“Right now, the simulation results are promising. We want to translate that into reality.”
The quadruped robot suspended a few inches above a treadmill inside San Diego State University’s engineering building looks a little bit like a headless, medium-sized dog. Its spindly mechanical legs appear ready to spring into action. Officially, its name is SQ1—robotic, perfunctory—but SDSU engineer Kaveh Akbari Hamed
is considering giving it a friendlier nickname. After all, it may one day help people with prosthetic legs to walk more naturally.
“Maybe ‘Diego,’ like San Diego State. What do you think, Julian?” Hamed asks his nearby graduate student, Julian Espinoza
, who nods in agreement before returning his attention to tweaking a code meant to stabilize drone flight.
Diego—or SQ1, until the nickname matter is settled—is the result of a recent three-year, $612,000 grant from the National Science Foundation awarded to Hamed, who joined SDSU in 2014. For the past 10 years, he has been working on autonomous robots but recently made the leap into the field of robotics-assisted prosthetics.
^^^^^^^^^^^^^^^^
# Problem set
[a] In the robot article, how much money was the National Science Foundation grant awarded to Hamed?
[b] Return the part of the robot article between "The quadruped robot" and "stabilize drone flight.", inclusive.
[c] Sum up the robot article in two sentences.

# Source material
^^^^^^^^^^^^^^^^
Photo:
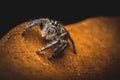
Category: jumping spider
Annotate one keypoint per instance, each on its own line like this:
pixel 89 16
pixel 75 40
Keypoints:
pixel 54 32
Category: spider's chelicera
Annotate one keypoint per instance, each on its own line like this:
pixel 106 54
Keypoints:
pixel 55 33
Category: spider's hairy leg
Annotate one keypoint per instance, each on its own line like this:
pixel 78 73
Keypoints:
pixel 73 44
pixel 59 49
pixel 46 47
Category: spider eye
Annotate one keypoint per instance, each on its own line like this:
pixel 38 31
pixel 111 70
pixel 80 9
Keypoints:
pixel 41 25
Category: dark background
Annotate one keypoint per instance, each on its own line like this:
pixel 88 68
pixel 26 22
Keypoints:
pixel 14 13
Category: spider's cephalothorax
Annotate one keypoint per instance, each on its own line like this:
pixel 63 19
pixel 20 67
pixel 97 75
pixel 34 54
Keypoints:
pixel 54 32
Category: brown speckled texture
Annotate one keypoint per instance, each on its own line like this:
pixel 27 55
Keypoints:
pixel 97 42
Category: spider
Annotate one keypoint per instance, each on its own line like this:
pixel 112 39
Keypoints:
pixel 54 32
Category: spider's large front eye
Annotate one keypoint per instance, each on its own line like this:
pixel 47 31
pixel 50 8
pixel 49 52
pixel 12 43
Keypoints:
pixel 52 31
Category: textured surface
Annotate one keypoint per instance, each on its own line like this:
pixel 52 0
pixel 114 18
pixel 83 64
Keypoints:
pixel 97 42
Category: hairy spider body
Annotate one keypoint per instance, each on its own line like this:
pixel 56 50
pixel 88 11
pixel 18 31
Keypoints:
pixel 54 32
^^^^^^^^^^^^^^^^
# Results in order
[a] $612,000, over three years.

[b]
The quadruped robot suspended a few inches above a treadmill inside San Diego State University’s engineering building looks a little bit like a headless, medium-sized dog. Its spindly mechanical legs appear ready to spring into action. Officially, its name is SQ1—robotic, perfunctory—but SDSU engineer Kaveh Akbari Hamed
is considering giving it a friendlier nickname. After all, it may one day help people with prosthetic legs to walk more naturally.
“Maybe ‘Diego,’ like San Diego State. What do you think, Julian?” Hamed asks his nearby graduate student, Julian Espinoza
, who nods in agreement before returning his attention to tweaking a code meant to stabilize drone flight.

[c] SDSU engineer Kaveh Akbari Hamed has a four-legged robot named SQ1, which looks a bit like a headless, medium-sized dog and may one day help people with prosthetic legs walk more naturally. The robot is the result of a three-year, $612,000 National Science Foundation grant awarded to Hamed, who spent 10 years on autonomous robots before recently moving into robotics-assisted prosthetics.